▶ TASK REQUIREMENTS
Reproduce each of the entries below verbatim, omitting the pictures from your answer.

▶ MATERIAL PROVIDED
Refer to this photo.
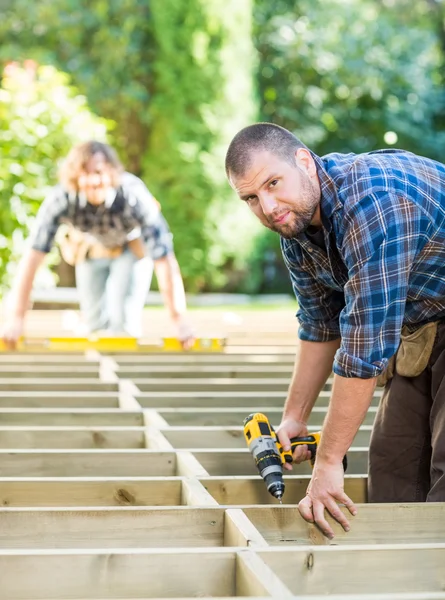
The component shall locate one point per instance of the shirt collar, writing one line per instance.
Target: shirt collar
(110, 196)
(329, 202)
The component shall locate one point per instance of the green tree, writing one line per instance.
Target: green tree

▶ RESULT BELOW
Refer to this photo.
The component shall locate one point per instance of the shirt collar, writing one line per instance.
Target: shirt collar
(110, 196)
(329, 202)
The component shall locate one point per instance of the green tree, writing one line per instance.
Target: green tree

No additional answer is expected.